> [EXPLORE THE MATERIAL]
• a. Duplicate the passage of the post on the Arab-Israeli conflict starting with "Israel made things" and going on through "of the Palestinians.".
• b. According to the post on the Arab-Israeli conflict, in what month and year did the war of attrition between the Palestinians and Israel begin?
• c. Resume the post on the Arab-Israeli conflict from the point where it stops.

TEXT BLOCK START

[lbo-talk] Cordesman on the conflict (Was: why is tikkun/ david horowitz? PS)

Marvin Gandall marvgandall at videotron.ca
Sun Jul 23 11:52:49 PDT 2006


Doug H:


> I'm not Joel, so I won't answer that, but I am mystified why Lerner would
> want to run anything by a hitman and hack like Horowitz. I could see
> running smart right-wing pieces - I'd have no trouble with, oh, Cordesman
> or Luttwak. But Horowitz? Is it some nostalgia for Berkeley almost 40
> years ago?
>
========================== Speaking of more sophisticated conservative analysts like Cordesman:

Two preconditions for hope in the Middle East By Anthony Cordesman Financial Times July 18 2006

The most the world can now hope for out of current events in the Arab-Israeli conflict is the kind of pause or ceasefire that comes from exhaustion or the temporary intimidation of one side. Hizbollah and Hamas may be forced to back down, but only for a while. Even if they do agree to some form of ceasefire, they can still go on attacking Israel using proxies or claiming "misunderstandings" or accidents.

It is now all too clear that the war of attrition between the Palestinians and Israel that began in September 2000 unleashed a "war process" that will be difficult to turn into any kind of peace process for years to come. The death of Yassir Arafat clearly solved nothing. The weak, corrupt and divided Palestinian Authority he left behind cannot be fixed by a handful of good leaders. Hamas may not reflect a Palestinian majority, but it and the Palestinian Islamic Jihad have much better internal discipline and are widely seen as an alternative to a hopeless peace process.

It never made sense for Israel to expect any gratitude for leaving Gaza. It clearly withdrew because it was to Israel's overwhelming advantage to do so. The settlers in Gaza were a drain on the national budget and the Israeli Defence Force. As was the case with Lebanon, the IDF was widely seen as defeated, and the Israeli government as having been forced to attack by a war of attrition. Hamas and the PIJ, like Hizbollah before them, may not have been winners in any real sense, but many radical young Palestinians perceived them as such.

Israel made things worse by not having a post-withdrawal plan to give economic options and hope to the people it left behind in Gaza. Its small withdrawals from settlements in Gaza and the most exposed areas of the West Bank did not conceal the steady buildup of other settlements, and the growth of the Israel security barrier far to the east of the 1967 boundary.

The constant exchange on both sides of settlements for terrorism since the 1993 Oslo accords accelerated - not slowed - after Arafat's death and Israel's withdrawal from Gaza. The election of Hamas, following divisions in the mainstream Fatah faction, both illustrated the dangers of democracy without a stable political foundation and that the Palestinians could not be a real peace partner. So, however, did Israeli unilateralism, internal political disarray and reliance on isolation of the Palestinians.

Israel's efforts to force Hamas to change its call for the abolition of Israel and drive Hamas from political power simply made things worse. Isolated and impoverished Palestinians became more extreme; Iran, Syria and outside extremists gained more footholds; and the PA's new leader, Mahmoud Abbas, became weaker.Israel's extraordinary sensitivity to casualties and hostages made it vulnerable in other ways. The IDF invasion of Gaza and new attacks on Hamas further radicalised younger and more militant Palestinians and they - not politicians or their parents - have the guns and ability to carry out attacks.

TEXT BLOCK END
RECORDS SHOWN START

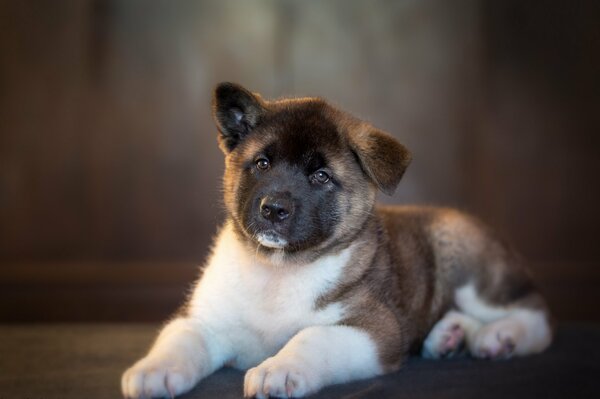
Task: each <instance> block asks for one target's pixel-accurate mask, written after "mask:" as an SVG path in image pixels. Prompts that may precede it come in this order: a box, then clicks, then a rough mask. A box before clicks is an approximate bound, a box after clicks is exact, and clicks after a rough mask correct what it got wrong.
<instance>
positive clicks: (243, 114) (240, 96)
mask: <svg viewBox="0 0 600 399" xmlns="http://www.w3.org/2000/svg"><path fill="white" fill-rule="evenodd" d="M212 110H213V118H214V120H215V122H216V124H217V128H218V129H219V132H220V135H219V144H221V148H222V149H223V151H225V152H229V151H232V150H233V149H234V148H235V147H236V146H237V145H238V144H239V143H240V141H241V140H243V139H244V137H245V136H246V135H247V134H248V133H250V132H251V131H252V129H254V128H255V127H256V125H258V123H260V120H261V118H262V116H263V115H264V114H265V111H266V110H265V107H264V104H263V102H262V100H261V99H260V96H258V95H255V94H252V93H251V92H250V91H248V90H246V89H245V88H243V87H242V86H240V85H237V84H235V83H229V82H223V83H219V84H218V85H217V87H216V88H215V91H214V93H213V99H212Z"/></svg>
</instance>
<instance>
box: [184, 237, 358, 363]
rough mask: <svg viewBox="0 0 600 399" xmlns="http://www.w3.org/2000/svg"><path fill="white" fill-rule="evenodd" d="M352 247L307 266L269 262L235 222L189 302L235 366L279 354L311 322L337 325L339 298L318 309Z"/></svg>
mask: <svg viewBox="0 0 600 399" xmlns="http://www.w3.org/2000/svg"><path fill="white" fill-rule="evenodd" d="M351 253H352V247H350V248H347V249H345V250H343V251H341V252H340V253H338V254H336V255H331V256H327V257H323V258H321V259H319V260H317V261H315V262H314V263H311V264H303V265H289V264H282V265H277V264H267V263H266V262H264V261H261V260H259V258H258V257H257V256H256V254H255V253H254V252H253V251H250V250H249V249H248V248H247V247H246V246H244V245H243V244H242V243H240V242H239V241H238V240H237V238H236V236H235V234H234V233H233V231H232V229H231V227H229V226H225V227H224V229H223V230H222V231H221V233H220V235H219V237H218V238H217V242H216V245H215V248H214V251H213V255H212V257H211V259H210V261H209V263H208V265H207V267H206V269H205V271H204V275H203V277H202V279H201V280H200V282H199V284H198V285H197V286H196V287H195V290H194V294H193V297H192V301H191V303H190V316H191V317H193V318H195V319H197V320H198V321H199V322H200V324H201V325H202V326H203V327H204V328H206V329H209V330H210V331H211V333H212V335H213V336H215V337H217V339H216V342H215V343H214V345H215V346H219V348H212V349H213V350H216V351H218V352H222V351H223V350H225V348H227V349H228V352H230V353H227V354H224V353H223V354H221V355H222V356H224V357H225V358H226V361H227V362H229V363H230V364H232V365H235V366H236V367H240V368H247V367H250V366H252V365H255V364H257V363H259V362H261V361H262V360H264V359H265V358H267V357H269V356H272V355H273V354H275V353H276V352H277V351H278V350H279V349H281V347H282V346H283V345H284V344H285V343H286V342H287V341H288V340H289V339H290V338H292V336H294V335H295V334H296V333H298V332H299V331H300V330H301V329H303V328H306V327H308V326H316V325H327V324H334V323H336V322H337V321H339V320H341V319H342V317H343V307H342V305H341V304H339V303H334V304H330V305H328V306H326V307H325V308H323V309H318V310H317V309H315V302H316V300H317V299H318V298H319V297H320V296H321V295H323V294H324V293H326V292H328V291H329V290H330V289H331V288H332V287H334V286H335V284H336V283H337V282H338V281H339V279H340V276H341V273H342V272H343V269H344V267H345V266H346V264H347V263H348V261H349V260H350V257H351Z"/></svg>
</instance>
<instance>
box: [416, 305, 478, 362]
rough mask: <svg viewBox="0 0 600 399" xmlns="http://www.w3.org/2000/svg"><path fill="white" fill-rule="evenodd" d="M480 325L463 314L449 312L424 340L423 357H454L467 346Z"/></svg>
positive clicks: (440, 320)
mask: <svg viewBox="0 0 600 399" xmlns="http://www.w3.org/2000/svg"><path fill="white" fill-rule="evenodd" d="M481 325H482V324H481V322H479V321H478V320H476V319H474V318H472V317H470V316H467V315H466V314H464V313H460V312H458V311H455V310H451V311H449V312H448V313H446V314H445V315H444V317H442V319H441V320H440V321H438V322H437V323H436V324H435V325H434V326H433V328H432V329H431V331H430V332H429V335H427V338H425V341H424V342H423V350H422V355H423V357H426V358H431V359H439V358H444V357H452V356H456V355H457V354H459V353H460V352H461V351H462V350H463V349H464V348H465V346H467V347H468V346H469V343H470V342H471V341H472V340H473V339H474V337H475V334H476V333H477V331H479V329H480V328H481Z"/></svg>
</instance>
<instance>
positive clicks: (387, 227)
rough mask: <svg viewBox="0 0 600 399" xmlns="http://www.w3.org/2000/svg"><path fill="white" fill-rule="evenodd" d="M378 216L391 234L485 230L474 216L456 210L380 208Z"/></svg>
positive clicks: (445, 209)
mask: <svg viewBox="0 0 600 399" xmlns="http://www.w3.org/2000/svg"><path fill="white" fill-rule="evenodd" d="M376 210H377V215H378V216H379V218H380V220H381V221H382V223H383V225H384V226H385V228H386V229H387V230H388V231H390V233H392V234H393V233H395V232H402V231H412V232H413V233H416V232H417V231H423V232H427V233H434V232H435V231H436V230H440V229H443V230H446V229H457V230H462V229H478V230H479V229H483V228H484V226H483V224H482V223H481V222H480V221H479V220H478V219H477V218H475V217H474V216H472V215H470V214H468V213H465V212H463V211H460V210H458V209H455V208H447V207H436V206H418V205H404V206H389V205H388V206H378V207H377V208H376Z"/></svg>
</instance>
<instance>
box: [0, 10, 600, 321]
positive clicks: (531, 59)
mask: <svg viewBox="0 0 600 399" xmlns="http://www.w3.org/2000/svg"><path fill="white" fill-rule="evenodd" d="M597 4H598V3H597V2H593V1H588V2H585V1H584V2H578V3H577V4H568V5H566V4H563V3H561V2H558V1H549V2H544V4H543V5H535V4H529V3H527V4H525V3H522V2H520V1H517V0H509V1H503V2H496V1H492V0H458V1H453V2H448V1H444V0H426V1H400V2H398V1H391V0H390V1H384V0H380V1H368V2H366V1H358V0H357V1H348V0H345V1H344V0H336V1H328V2H303V1H291V0H283V1H230V0H227V1H178V2H172V1H166V0H165V1H110V0H106V1H100V0H85V1H79V2H71V1H66V0H65V1H55V2H39V1H33V0H26V1H18V2H17V1H15V2H2V3H0V321H68V320H81V321H93V320H102V321H127V320H131V321H133V320H147V321H154V320H161V319H163V318H164V317H166V316H167V315H168V314H169V313H171V312H172V311H173V310H175V309H176V308H177V306H178V305H179V304H180V303H181V301H182V300H183V298H184V295H185V292H186V290H187V288H188V287H189V286H190V284H191V282H192V281H193V279H194V277H195V275H196V266H195V265H197V264H200V263H202V261H203V258H204V257H205V255H206V253H207V251H208V246H209V244H210V239H211V235H212V234H213V233H214V231H215V229H216V226H217V225H218V223H219V222H220V221H221V220H222V207H221V203H220V187H219V184H220V175H221V173H222V155H221V153H220V152H219V150H218V149H217V146H216V141H215V134H216V131H215V128H214V126H213V123H212V120H211V117H210V107H209V105H210V104H209V102H210V91H211V88H212V87H213V86H214V85H215V84H216V83H217V82H219V81H222V80H230V81H237V82H240V83H242V84H244V85H246V86H247V87H249V88H250V89H252V90H254V91H259V92H261V93H262V94H263V95H265V96H267V97H274V96H282V95H290V94H293V95H319V96H323V97H326V98H328V99H330V100H331V101H332V102H334V103H335V104H338V105H339V106H341V107H343V108H345V109H347V110H349V111H352V112H354V113H356V114H357V115H359V116H361V117H363V118H365V119H368V120H370V121H371V122H373V123H374V124H375V125H376V126H378V127H380V128H383V129H385V130H387V131H389V132H390V133H392V134H393V135H395V136H396V137H397V138H398V139H399V140H401V141H402V142H404V143H405V144H406V145H407V146H408V147H409V148H410V149H411V150H412V151H413V155H414V162H413V164H412V165H411V167H410V168H409V171H408V173H407V174H406V177H405V179H404V181H403V182H402V184H401V187H400V188H399V190H398V191H397V193H396V194H395V195H394V196H393V197H391V198H389V197H383V196H382V198H381V200H382V201H384V202H388V203H397V202H401V203H407V202H411V203H413V202H415V203H430V204H441V205H450V206H457V207H460V208H462V209H465V210H468V211H471V212H473V213H475V214H476V215H478V216H480V217H482V218H483V219H485V220H486V221H488V222H489V223H490V224H491V225H493V226H494V227H496V228H497V229H498V230H499V231H500V232H501V234H502V235H504V236H505V237H508V238H509V239H510V240H511V241H513V242H514V243H515V245H516V246H517V247H518V248H520V249H521V251H522V252H523V253H524V254H525V256H526V257H527V258H528V259H530V261H531V264H532V268H533V269H534V272H535V273H536V274H537V275H538V278H539V281H540V285H541V288H542V290H543V291H545V292H546V294H547V295H548V298H549V300H550V302H551V305H552V306H553V308H554V309H555V311H556V313H557V314H558V316H559V318H561V319H565V320H566V319H579V320H583V319H588V320H590V319H592V320H600V310H598V308H597V306H594V303H595V304H597V303H598V300H599V299H600V294H597V289H596V287H597V286H598V284H599V283H600V272H599V271H598V269H599V266H600V245H598V243H597V240H598V233H597V227H596V226H598V224H599V223H600V210H599V208H598V206H597V204H598V200H599V199H600V195H599V194H600V188H599V184H598V172H599V171H600V157H599V156H598V150H599V148H600V146H599V145H598V144H599V141H600V140H599V139H598V136H597V134H598V130H599V129H598V128H599V127H600V116H599V115H600V113H599V111H600V94H599V93H600V78H599V74H598V71H599V70H600V29H599V25H598V23H597V21H598V20H600V18H599V17H600V12H599V11H600V10H599V7H598V5H597Z"/></svg>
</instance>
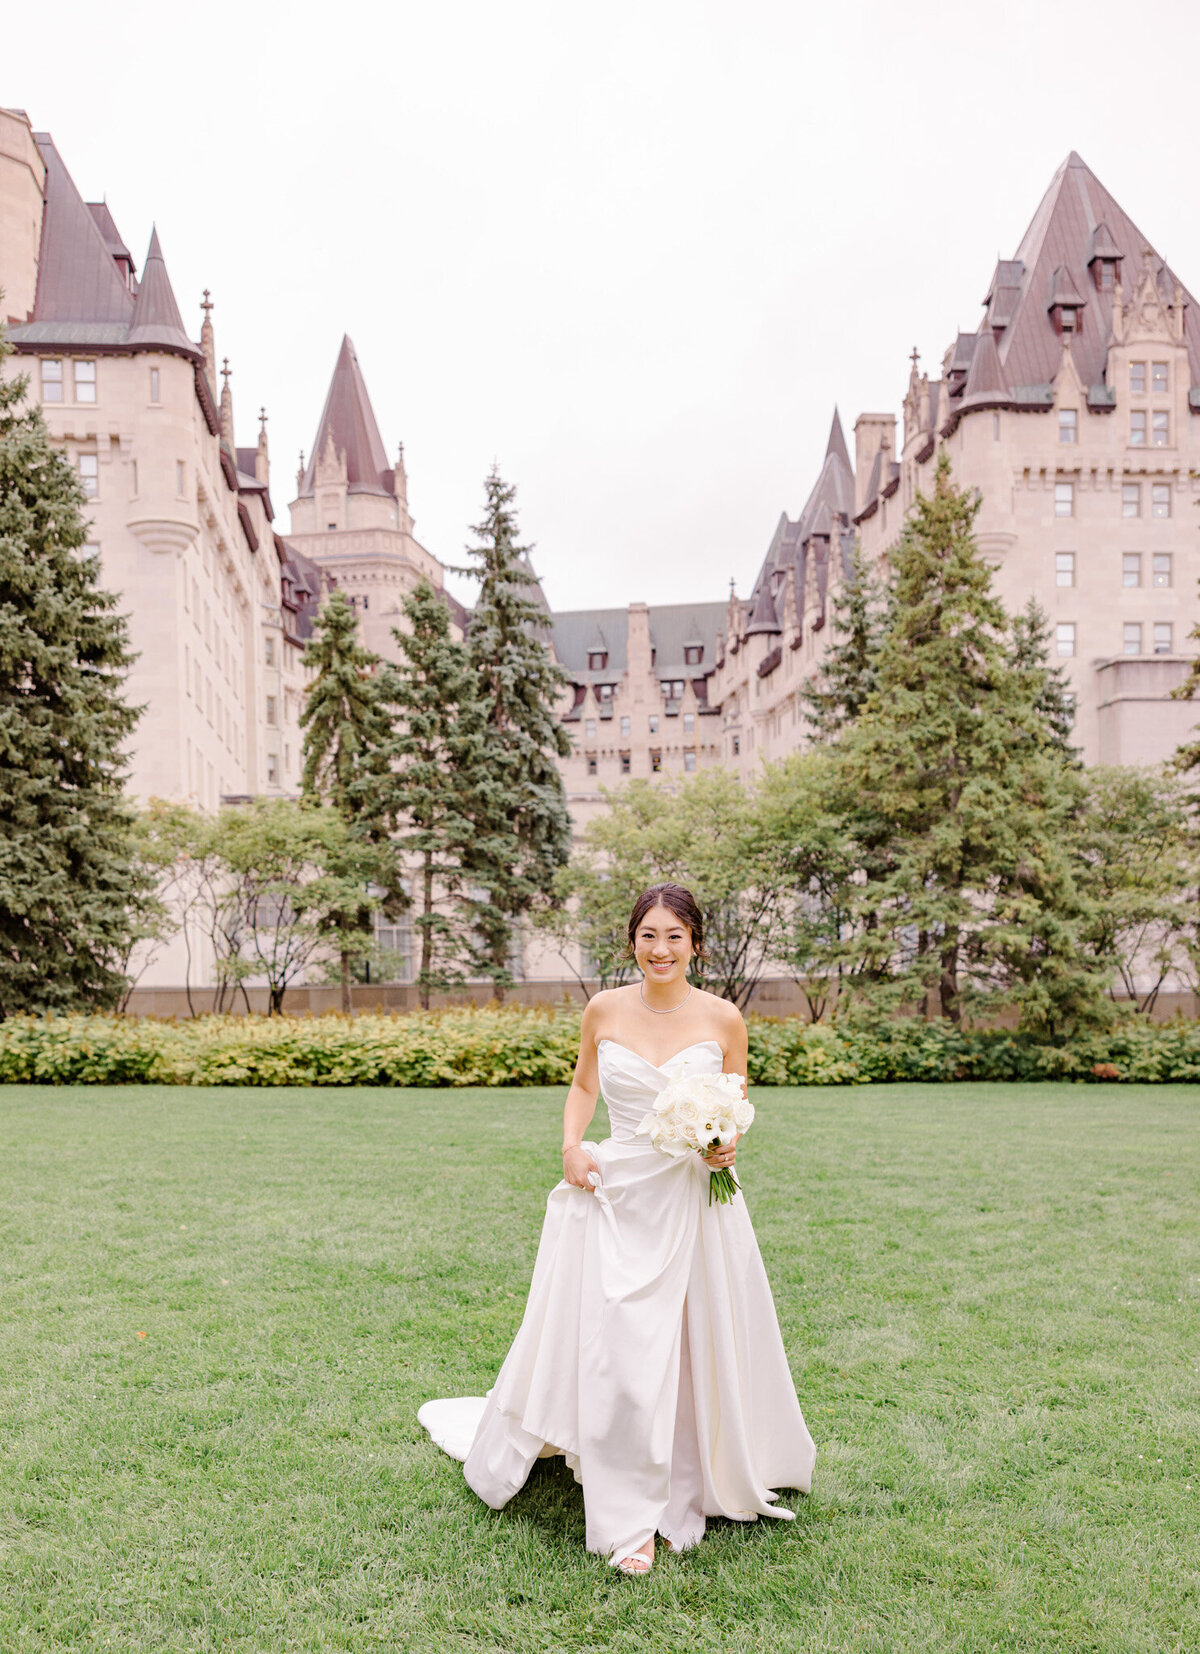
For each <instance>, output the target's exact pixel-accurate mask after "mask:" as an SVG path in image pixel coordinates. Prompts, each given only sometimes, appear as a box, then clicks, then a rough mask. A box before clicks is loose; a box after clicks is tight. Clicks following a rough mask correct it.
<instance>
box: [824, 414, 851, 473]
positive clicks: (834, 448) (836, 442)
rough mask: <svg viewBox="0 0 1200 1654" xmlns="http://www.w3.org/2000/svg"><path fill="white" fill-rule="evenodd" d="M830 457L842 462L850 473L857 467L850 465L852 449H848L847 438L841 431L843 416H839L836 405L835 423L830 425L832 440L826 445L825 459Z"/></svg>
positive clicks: (831, 423)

RECORDS SHOWN END

> [PER-TASK ANSWERS]
• a.
Israel made things worse by not having a post-withdrawal plan to give economic options and hope to the people it left behind in Gaza. Its small withdrawals from settlements in Gaza and the most exposed areas of the West Bank did not conceal the steady buildup of other settlements, and the growth of the Israel security barrier far to the east of the 1967 boundary.

The constant exchange on both sides of settlements for terrorism since the 1993 Oslo accords accelerated - not slowed - after Arafat's death and Israel's withdrawal from Gaza. The election of Hamas, following divisions in the mainstream Fatah faction, both illustrated the dangers of democracy without a stable political foundation and that the Palestinians could not be a real peace partner. So, however, did Israeli unilateralism, internal political disarray and reliance on isolation of the Palestinians.

• b. September 2000.

• c.
No one can determine exactly why Hizbollah got into the act. It certainly saw an opportunity to try to demonstrate its commitment to the Arab cause. It saw the US as weaker and less decisive because of Iraq, and had largely worked out agreements with Lebanon's Christians that recognised it as the one militia that could keep its arms and that the Lebanese army would remain largely passive in south Lebanon. Ideology, opportunism and anger may all have been factors, alongside the fact that Israel made massive prisoner releases the last time Hizbollah took hostages and once again had appeared to be "defeated".

Syria and Iran, however, may have had their own agenda. Provoking Israel creates a natural division between the US, as Israel's ally, and Europe. It distracts from Syria's crimes in Lebanon and Iran's nuclear programmes. Every Israeli action against Arabs feeds Arab anger against the US, undermines its influence in the Persian Gulf region and in gaining Arab support to force a full United Nations investigation into Syria. Pushing or encouraging Hizbollah action offers advantages with few risks. Lebanon's losses are a victory for Iran and Syria, another form of asymmetric war. Added Hizbollah dependence makes it a better potential proxy. Finding a new way to feed Palestinian radicalism makes Hamas and the PIJ more dependent, and young Palestinians more open to outside influence.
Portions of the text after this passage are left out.